**Zu lösende Aufgaben**
**A.** Stimmen die folgenden Aussagen mit dem Übungstext über den Film Tiger Girl überein? Antworte jeweils mit Ja oder Nein und belege dies mit dem entscheidenden Wortlaut des Textes als wörtliches Zitat. (i) Das Publikum soll Mitleid mit Vanilla haben. (ii) Tiger wird im Lauf des Films immer mehr zur moralischen Stimme. (iii) Eine Verliererin gilt laut dem Text als Opfer.
**B.** Führe den Übungstext über den Film Tiger Girl im Anschluss an seinen letzten Satz um etwa einen Absatz weiter.

**Übungstext**
========================================
Was bringt aber eine junge Frau* dazu, Passant_innen unvermittelt ins Gesicht zu schlagen, triumphierend mit einer „scheiß egal“-Einstellung die eigene Ausbildung zu boykottieren und selbst enge Freunde mit Anlauf vor den Kopf zu stoßen?

© Constantin Film / Fogma

Die große Stärke von Tiger Girl liegt im Fehlen einer Antwort. Jakob Lass gibt seinen Held_innnen keinen biographischen Hintergrund. Sie sind wie sie sind. Dadurch vermeidet er geschickt, Vanilla oder auch Tiger in eine Opferposition zu rücken. Da ist kein väterlicher Missbrauch, keine anhaltende sexistische Erniedrigung und auch sonst kein Trauma, das ihr Verhalten rechtfertigen würde. Wir sollen Vanilla nicht bemitleiden. Wir dürfen sie unsympathisch finden. Vielleicht sollen wir das sogar! Tiger wiederum wandelt sich zunehmend zur moralischen Stimme und erweitert damit das Spektrum der Frauen*figuren des Films um eine weitere Facette. Die Unterschiede sind graduell, die Figuren komplex. Es gibt keine einfachen Erklärungen, Plattitüden und Klischees.

Die Vermeidung der Opferrolle hat System. Jakob Lass inszeniert gleich mehrere knallharte Frauen*, die ordentlich zulangen, oft völlig unvermittelt. Das wirkt zunächst befremdlich, ist aber im Grunde die konsequente Dekonstruktion von tradierten Geschlechterrollen. Wären Vanilla und ihre Kontrahentinnen männlich*, würden uns die heftigen Schlägereien wohl kaum verwundern. Bei Jakob Lass sind die Frauen* Täterinnen statt Opfer. Sie wehren sich – mal mehr, mal weniger effektiv, sie siegen und unterliegen. Aber: Eine Verliererin ist kein Opfer, sondern eine Kämpferin!
========================================
**Auszug aus einer Sammlung von Datensätzen**
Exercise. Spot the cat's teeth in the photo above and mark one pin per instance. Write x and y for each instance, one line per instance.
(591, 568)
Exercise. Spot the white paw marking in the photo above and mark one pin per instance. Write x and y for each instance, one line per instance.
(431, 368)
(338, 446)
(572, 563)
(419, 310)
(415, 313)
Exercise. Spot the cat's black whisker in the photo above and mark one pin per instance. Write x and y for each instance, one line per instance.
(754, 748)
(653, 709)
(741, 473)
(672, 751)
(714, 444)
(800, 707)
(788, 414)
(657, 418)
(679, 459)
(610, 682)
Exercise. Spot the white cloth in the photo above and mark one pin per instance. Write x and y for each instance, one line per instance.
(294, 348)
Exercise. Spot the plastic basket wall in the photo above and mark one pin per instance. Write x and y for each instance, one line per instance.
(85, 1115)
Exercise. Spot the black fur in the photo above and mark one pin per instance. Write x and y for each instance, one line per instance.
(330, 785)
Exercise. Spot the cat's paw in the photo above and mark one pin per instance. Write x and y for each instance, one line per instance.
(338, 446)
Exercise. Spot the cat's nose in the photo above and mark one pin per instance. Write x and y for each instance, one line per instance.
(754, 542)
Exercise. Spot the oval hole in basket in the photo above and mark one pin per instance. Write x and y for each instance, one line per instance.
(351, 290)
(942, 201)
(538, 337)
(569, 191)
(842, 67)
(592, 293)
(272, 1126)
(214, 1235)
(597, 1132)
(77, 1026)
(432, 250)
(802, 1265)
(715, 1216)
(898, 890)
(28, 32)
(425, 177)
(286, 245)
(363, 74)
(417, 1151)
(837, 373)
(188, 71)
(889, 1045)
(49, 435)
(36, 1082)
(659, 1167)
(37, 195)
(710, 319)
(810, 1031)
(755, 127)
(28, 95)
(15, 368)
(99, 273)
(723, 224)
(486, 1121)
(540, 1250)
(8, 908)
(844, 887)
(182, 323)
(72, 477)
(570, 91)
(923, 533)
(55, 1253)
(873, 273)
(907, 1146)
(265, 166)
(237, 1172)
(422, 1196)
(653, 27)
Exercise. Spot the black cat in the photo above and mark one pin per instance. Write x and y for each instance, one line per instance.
========================================
**Lösungen zur Übung**
**A.**
(i) Nein: „Wir sollen Vanilla nicht bemitleiden.“
(ii) Ja: „Tiger wiederum wandelt sich zunehmend zur moralischen Stimme“
(iii) Nein: „Eine Verliererin ist kein Opfer, sondern eine Kämpferin!“

**B.**
© Constantin Film / Fogma

Vanilla schießt weit über das Ziel des Empowerment hinaus. Sie begeht Fehler und setzt unsere Sympathie aufs Spiel. Ja, vielleicht ist sie ein „schlechter Mensch“, vielleicht hat sie eine sadistische Ader, vielleicht hat sie Freude an Zerstörung und Gewalt. So fucking what? Tiger Girl ist wie der Film zum Slogan „Stop telling women to smile“. Die Heldin ist nur sehr begrenzt eine Identifikationsfigur und ganz sicher kein Vorbild. Aber sie ist die wandelnde Erlaubnis zur Eskalation. Menschen in die Fresse zu hauen, ist nie geil. Zerstörungswut ist nie geil. Nie! Auch nicht, wenn sie von Männern* ausgeht. Vanilla ist nicht mehr oder weniger „cool“ als die besoffenen Kerle, die ihr zu Beginn des Films in der nächtlich-verlassenen U-Bahn-Station auf die Pelle rücken. Das bedeutet im Umkehrschluss aber eben auch, dass Gewalt kein Zeichen von Männlichkeit ist, keine positives weil kraftvolles Charaktermerkmal. Jakob Lass will nicht zeigen, dass gewaltbereite Frauen* cool sind, sondern dass gewaltbereite Frauen* genauso scheiße sind wie gewaltbereite Männer*. Und genau darin liegt der Befreiungsschlag.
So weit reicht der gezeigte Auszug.